===== Text shown

In this work, we presented a basic understanding of using several 2-aminoethyl-benzene-based biomaterial moieties dissolved in DMSO for CO2 capture. Both NMR and ATR-FTIR spectroscopic measurements supported the chemisorption of CO2 through the formation of sodium carbamate adduct. The volumetric CO2 uptake data indicated that the best sorption capacity was achieved by tyramine and phenylethylamine, while DFT calculations showed that epinephrine-sodium carbamate was the most stable adduct among the other investigated compounds even when compared to monoethanolamine. The extra stability was attributed to short-range intermolecular forces.

==========
===== Data section

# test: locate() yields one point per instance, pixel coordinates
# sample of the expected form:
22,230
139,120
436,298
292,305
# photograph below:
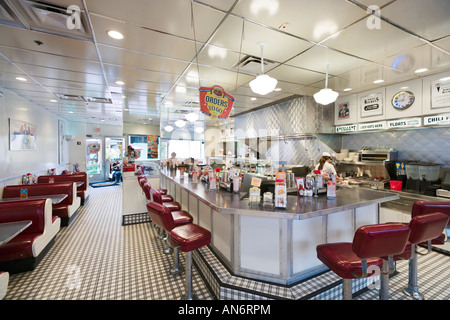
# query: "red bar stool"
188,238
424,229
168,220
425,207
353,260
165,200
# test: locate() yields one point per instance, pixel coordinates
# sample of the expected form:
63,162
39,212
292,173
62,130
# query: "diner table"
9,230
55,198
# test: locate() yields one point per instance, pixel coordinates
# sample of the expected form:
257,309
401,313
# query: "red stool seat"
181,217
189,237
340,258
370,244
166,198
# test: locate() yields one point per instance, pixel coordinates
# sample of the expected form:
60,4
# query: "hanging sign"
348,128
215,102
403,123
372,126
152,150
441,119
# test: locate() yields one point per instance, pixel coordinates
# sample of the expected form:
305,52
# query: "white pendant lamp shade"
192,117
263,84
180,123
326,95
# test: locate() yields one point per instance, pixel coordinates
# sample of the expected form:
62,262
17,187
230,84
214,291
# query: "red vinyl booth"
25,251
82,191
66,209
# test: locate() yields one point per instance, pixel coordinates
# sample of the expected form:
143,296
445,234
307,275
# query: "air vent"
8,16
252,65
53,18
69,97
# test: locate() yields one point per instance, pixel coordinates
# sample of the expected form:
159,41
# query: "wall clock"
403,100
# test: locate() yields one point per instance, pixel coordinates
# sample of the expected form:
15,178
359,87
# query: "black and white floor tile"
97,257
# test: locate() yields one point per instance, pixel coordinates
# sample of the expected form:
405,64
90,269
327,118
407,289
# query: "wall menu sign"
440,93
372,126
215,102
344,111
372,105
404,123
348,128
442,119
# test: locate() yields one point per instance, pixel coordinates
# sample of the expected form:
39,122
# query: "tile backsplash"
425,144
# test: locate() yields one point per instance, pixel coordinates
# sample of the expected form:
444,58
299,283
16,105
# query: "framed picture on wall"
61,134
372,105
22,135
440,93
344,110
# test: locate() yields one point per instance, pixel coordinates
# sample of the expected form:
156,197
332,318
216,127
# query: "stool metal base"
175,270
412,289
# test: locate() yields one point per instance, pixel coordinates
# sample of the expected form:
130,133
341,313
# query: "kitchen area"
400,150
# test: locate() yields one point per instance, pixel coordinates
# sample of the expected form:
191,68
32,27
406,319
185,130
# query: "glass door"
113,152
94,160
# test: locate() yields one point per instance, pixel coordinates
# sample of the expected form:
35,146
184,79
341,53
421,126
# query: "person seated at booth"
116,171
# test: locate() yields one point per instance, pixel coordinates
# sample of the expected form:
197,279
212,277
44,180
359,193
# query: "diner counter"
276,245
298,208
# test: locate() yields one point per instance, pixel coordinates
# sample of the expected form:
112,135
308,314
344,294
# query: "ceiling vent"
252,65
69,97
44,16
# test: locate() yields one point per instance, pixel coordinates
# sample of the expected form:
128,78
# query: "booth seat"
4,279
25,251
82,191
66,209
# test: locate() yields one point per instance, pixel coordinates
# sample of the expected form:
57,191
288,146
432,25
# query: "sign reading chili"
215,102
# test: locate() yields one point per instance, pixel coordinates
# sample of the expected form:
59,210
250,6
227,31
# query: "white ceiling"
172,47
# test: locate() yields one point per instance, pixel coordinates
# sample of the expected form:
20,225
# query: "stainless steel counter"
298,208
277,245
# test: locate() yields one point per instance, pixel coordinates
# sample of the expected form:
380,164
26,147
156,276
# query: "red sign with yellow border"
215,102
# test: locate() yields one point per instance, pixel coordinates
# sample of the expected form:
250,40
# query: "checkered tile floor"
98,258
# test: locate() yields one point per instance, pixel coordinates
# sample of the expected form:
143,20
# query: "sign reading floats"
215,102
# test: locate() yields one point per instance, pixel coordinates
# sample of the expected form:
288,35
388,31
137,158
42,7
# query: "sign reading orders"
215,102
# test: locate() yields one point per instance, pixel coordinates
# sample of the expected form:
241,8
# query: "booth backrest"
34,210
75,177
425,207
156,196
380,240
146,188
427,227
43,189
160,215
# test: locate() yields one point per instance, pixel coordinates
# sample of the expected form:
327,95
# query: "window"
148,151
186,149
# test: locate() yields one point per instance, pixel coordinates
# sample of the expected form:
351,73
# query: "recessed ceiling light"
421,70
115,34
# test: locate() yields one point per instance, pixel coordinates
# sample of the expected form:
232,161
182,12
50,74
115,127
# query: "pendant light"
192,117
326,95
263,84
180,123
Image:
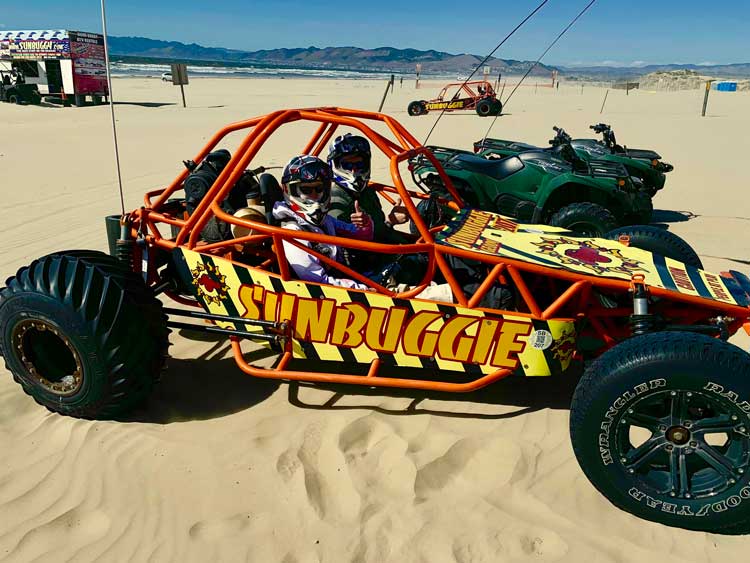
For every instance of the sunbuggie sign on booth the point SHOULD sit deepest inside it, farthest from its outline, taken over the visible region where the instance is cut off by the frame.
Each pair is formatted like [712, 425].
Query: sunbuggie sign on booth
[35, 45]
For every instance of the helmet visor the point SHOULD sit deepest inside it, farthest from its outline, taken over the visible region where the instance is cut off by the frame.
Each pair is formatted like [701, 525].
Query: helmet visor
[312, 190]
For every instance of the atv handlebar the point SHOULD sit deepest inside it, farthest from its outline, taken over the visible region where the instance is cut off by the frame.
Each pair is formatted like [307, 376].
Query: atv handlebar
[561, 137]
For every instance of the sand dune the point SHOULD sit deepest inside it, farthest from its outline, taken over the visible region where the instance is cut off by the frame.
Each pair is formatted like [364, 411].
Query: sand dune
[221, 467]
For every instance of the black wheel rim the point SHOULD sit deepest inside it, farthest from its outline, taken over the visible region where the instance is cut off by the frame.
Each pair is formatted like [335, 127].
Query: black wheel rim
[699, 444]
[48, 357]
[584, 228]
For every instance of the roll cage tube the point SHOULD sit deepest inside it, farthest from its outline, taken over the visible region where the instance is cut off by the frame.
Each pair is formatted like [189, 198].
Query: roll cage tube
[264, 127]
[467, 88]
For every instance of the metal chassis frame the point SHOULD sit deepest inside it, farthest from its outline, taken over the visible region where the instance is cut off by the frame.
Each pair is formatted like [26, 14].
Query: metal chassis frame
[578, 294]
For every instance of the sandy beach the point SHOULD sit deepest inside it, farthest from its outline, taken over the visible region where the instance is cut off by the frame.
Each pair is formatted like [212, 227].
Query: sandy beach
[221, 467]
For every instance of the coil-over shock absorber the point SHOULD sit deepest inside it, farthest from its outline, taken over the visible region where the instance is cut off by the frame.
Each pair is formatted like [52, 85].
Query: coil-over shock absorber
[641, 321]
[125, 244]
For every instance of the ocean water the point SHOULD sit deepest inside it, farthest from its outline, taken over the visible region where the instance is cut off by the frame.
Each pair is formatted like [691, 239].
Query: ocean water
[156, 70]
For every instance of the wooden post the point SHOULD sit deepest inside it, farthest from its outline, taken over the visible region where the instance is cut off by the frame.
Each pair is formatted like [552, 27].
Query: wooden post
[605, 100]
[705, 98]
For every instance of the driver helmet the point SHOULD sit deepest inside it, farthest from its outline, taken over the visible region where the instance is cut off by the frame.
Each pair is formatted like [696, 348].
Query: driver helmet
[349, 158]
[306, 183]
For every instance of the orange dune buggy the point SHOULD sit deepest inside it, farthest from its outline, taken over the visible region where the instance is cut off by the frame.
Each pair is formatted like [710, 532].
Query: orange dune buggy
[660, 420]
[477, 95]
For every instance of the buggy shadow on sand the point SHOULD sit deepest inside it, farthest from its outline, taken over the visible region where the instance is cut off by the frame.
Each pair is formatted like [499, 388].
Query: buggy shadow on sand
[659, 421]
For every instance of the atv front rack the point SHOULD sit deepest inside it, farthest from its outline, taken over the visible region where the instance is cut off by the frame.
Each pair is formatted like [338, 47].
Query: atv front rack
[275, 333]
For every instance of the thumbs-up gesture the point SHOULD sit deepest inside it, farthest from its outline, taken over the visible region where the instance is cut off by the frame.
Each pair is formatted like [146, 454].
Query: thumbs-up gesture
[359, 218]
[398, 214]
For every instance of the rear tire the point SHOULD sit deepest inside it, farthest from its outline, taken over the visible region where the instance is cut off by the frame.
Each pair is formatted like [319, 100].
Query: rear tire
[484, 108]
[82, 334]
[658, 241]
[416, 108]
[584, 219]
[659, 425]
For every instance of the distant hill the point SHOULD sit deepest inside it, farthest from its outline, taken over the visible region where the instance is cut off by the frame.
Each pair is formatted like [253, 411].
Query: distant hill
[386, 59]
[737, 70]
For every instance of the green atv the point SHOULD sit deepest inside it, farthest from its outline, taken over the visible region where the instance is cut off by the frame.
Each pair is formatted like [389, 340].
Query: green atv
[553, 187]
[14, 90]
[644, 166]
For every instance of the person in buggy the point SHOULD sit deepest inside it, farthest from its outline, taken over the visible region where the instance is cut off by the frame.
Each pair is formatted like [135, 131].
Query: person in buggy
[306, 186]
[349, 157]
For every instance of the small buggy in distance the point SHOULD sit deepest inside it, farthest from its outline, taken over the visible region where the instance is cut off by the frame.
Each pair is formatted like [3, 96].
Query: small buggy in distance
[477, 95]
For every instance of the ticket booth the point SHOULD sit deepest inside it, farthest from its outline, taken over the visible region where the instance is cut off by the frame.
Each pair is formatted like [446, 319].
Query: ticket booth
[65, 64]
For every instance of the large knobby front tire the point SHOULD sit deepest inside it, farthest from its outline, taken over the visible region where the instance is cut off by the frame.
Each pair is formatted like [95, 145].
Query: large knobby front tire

==========

> About this task:
Please say whether each statement agrees with the CO2 capture text above the rows, answering yes or no and quoting the deciding words of the text. 1. NMR and ATR-FTIR measurements supported CO2 chemisorption through a sodium carbamate adduct. 2. Epinephrine achieved the best volumetric CO2 sorption capacity. 3. The extra stability of the epinephrine-sodium carbamate adduct was attributed to long-range intermolecular forces.

> Task solution:
1. Yes: "Both NMR and ATR-FTIR spectroscopic measurements supported the chemisorption of CO2 through the formation of sodium carbamate adduct."
2. No: "the best sorption capacity was achieved by tyramine and phenylethylamine"
3. No: "The extra stability was attributed to short-range intermolecular forces."